### Given records
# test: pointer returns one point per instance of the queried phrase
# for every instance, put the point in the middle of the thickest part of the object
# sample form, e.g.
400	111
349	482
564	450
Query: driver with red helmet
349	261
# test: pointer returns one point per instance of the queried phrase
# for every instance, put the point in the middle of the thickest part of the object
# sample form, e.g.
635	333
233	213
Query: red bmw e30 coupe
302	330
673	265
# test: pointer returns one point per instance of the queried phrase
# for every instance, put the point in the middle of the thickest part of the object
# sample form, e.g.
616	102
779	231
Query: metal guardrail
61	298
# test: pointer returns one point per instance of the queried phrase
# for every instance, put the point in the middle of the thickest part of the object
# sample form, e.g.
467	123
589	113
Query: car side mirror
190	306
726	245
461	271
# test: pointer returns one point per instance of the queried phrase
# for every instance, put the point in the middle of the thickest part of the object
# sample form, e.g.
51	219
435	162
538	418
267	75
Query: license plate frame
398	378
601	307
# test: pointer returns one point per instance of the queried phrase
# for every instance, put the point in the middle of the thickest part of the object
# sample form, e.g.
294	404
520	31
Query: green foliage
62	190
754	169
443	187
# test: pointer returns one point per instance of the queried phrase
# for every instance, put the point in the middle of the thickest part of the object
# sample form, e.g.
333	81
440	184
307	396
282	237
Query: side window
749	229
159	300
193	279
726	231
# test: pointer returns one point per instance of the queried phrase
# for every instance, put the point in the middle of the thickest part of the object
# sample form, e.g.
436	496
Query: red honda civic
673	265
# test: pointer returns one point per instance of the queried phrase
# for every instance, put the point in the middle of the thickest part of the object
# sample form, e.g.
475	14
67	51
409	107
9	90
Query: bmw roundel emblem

### Task directions
Pick out each line of the material that contains the string "side" and copy it. Case counts.

### Answer for the task
Query: car side mirror
Query: side window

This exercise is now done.